━━━━━ Извлечённый текст ━━━━━

И певица, не отличавшаяся чистотой интонации на проходящих нотах и на хроматизмах, через три-четыре недели стала петь в этом отношении безупречно.
По тем же соображениям почти все мужчины в классе пели «Благословляю вас, леса», женщины — «Серенаду» («Ты куда летишь?») Чайковского, а также старинные романсы Варламова, Гурилева и менее известных композиторов (Столыпина, Малашкина). За близость интервалов Медведев очень любил оперу Чимарозы «Тайный брак». Мне он как-то сказал, что ранние оперы Доницетти содержат в самой интервалике своей, в простых мелодиях, построенных в пределах сексты, а местами даже квинты, полезнейшие упражнения, и потому очень жаль, что они уходят из репертуара.
В 1922 году я слышал почти дословное повторение этой мысли из уст А. К. Глазунова на заседании репертуарной комиссии Облрабиса по выработке пятилетнего плана Академического театра оперы и балета. На основании долголетних наблюдений позволяю себе высказать глубокое сожаление по поводу того, что мудрые советы больших людей оставлены без внимания.
«Такие оперы, — говорил Медведев, — хотя бы по одной в сезон — должны ставиться в каждом театре, потому что из-за вагнеровских требований к голосам и из-за «разговорчиков» современных итальянских композиторов артисты отвыкают от легато, теряют основу своей школы и перенапрягают голоса. И все форсируют—кто больше, кто меньше».
Было заметно, что он и себя причисляет к жертвам новой музыки. Это было понятно, так как деградация его голоса началась как раз с «Паяцев», и он сам недостаточно боролся против форсирования: в какой-то мере он терял границу между форсированием и энергией.
— Ярче, энергичней! Вы не поете, а полуспите! Пение
<Стр. 103>
не терпит вялости. Меня Николай Григорьевич [Рубинштейн] учил, что искусству надо отдавать себя целиком! — говорил Медведев.
При этом он повышал голос, глаза у «его начинали гореть и он вскакивал для показа. Затем спохватывался, проводил рукой по лицу и смущенно, с чарующей улыбкой говорил:
— Простите, голубчик, я погорячился...
Редко кому давая упражнения для дыхания (очевидно, только тем, у кого дело обстояло неблагополучно), Медведев так показывал фразу, что вместе с ее сущностью перенималась и манера равномерно выдыхать накопленный в легких воздух.
В искусстве подражательство не считается доблестью, но, право же, в периоды учебы подражание хорошему образцу — подражание, разумеется, осмысленное — не может не принести больше пользы, чем умнейшие рассуждения. Я не хочу этим сказать, что эмпирический метод преподавания есть вещь, а прочее все гиль (Грибоедов), но «прочее», то есть словесные объяснения без хорошего показа, я, последние десятилетия наблюдая за неудачами учеников Ленинградской консерватории, позволяю себе держать под сомнением...

━━━━━

Над чем работать
a: Какую оперу Чимарозы, судя по тексту о занятиях у Медведева, он очень любил за близость интервалов?
b: Продолжите, пожалуйста, текст о занятиях у Медведева с того места, на котором он заканчивается.

━━━━━ Исходные материалы ━━━━━

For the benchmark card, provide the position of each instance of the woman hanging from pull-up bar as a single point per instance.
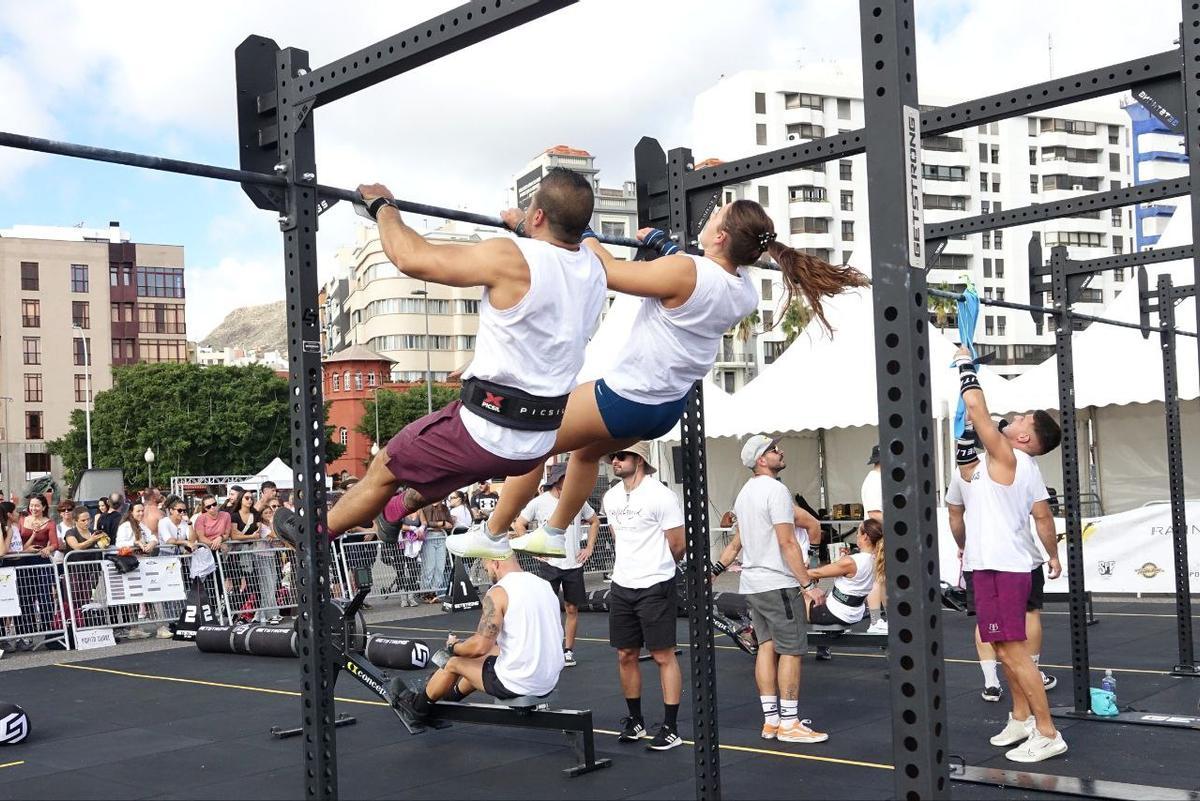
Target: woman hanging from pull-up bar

━━━━━

Результаты
a: «Тайный брак».

b:
Чего от нас в первую очередь требовал Медведев?
Головы и сердца, логики и тепла, то есть взаимосочетания и взаимоконтроля рационального и эмоционального начала.
Как и его учитель Самарин, Медведев говорил своим ученикам, что переживание обязательно породит и соответствующие тембр, и жест, и мимику.
— Нужно ощущать душу, человеческую природу героя, — повторял слова своего учителя Медведев, — и тогда все встанет на свое место.
— Певец — не граммофон. Бережливость — вещь очень хорошая, но она не должна портить живую жизнь, — прибавлял он в адрес маньяков звука.
Если вспомнить, как Ф. И. Шаляпин в своей книге «Страницы моей жизни» описывает занятия с Д. А. Усатовым, можно прийти к выводу, что примерно так же занимался с нами и Медведев.
После восьмого урока Медведев стал разучивать со мной Демона. Не отдельные арии, а целиком всю партию, которую он считал наиболее выгодной для так называемого
<Стр. 104>
лирико-драматического баритона, то есть Для такого, который должен петь весь баритоновый репертуар, за исключением, однако, нескольких (так называемых «русских») партий: Руслана, Игоря, Вязьминского («Опричник»), Владимира Красное Солнышко («Рогнеда»), а также партий сугубо крикливых, вроде Нелуско («Африканка»), Тельрамунда («Лоэнгрин»).
Партия Демона, мелодичная и расположенная в удобной тесситуре, не требует напряжения крайних регистров. Лишенная не только тесситурных скачков, но и особых темпово-динамических контрастов, она приучает к плавному и в то же время выразительному пению. К тому же музыка в отношении выразительности почти везде соответствует тексту, и их внутреннее семантическое совпадение помогает правильной фразировке.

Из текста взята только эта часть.